Dataset items:
··········

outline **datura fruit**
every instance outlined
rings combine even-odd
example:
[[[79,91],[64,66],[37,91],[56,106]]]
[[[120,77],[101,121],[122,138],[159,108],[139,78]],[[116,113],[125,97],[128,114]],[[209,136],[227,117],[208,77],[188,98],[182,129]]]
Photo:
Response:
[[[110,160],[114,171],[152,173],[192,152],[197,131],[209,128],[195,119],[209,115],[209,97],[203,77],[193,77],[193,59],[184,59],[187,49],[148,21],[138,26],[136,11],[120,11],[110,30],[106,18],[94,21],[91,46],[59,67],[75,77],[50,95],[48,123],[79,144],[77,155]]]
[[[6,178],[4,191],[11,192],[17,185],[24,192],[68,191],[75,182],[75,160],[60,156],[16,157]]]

··········

### [Directions for this task]
Please lay out each line of the material above as a Markdown table with two columns, Row for the row number and Line for the line itself, leaving out any blank lines.

### [Result below]
| Row | Line |
|---|---|
| 1 | outline **datura fruit** |
| 2 | every instance outlined |
| 3 | rings combine even-odd |
| 4 | example: |
| 5 | [[[79,91],[64,66],[37,91],[56,106]]] |
| 6 | [[[120,77],[101,121],[122,138],[159,108],[139,78]],[[116,113],[125,97],[128,114]],[[209,136],[227,117],[208,77],[188,98],[182,129]]] |
| 7 | Photo: |
| 8 | Response: |
| 9 | [[[110,160],[114,171],[152,173],[192,152],[197,131],[209,128],[195,119],[209,115],[209,97],[203,77],[193,77],[193,59],[184,59],[187,49],[148,21],[138,26],[136,11],[120,11],[110,30],[106,18],[94,21],[91,46],[59,67],[75,77],[50,95],[48,123],[79,144],[77,155]]] |
| 10 | [[[6,178],[4,191],[11,192],[17,185],[24,192],[68,191],[75,182],[75,160],[60,156],[16,157]]] |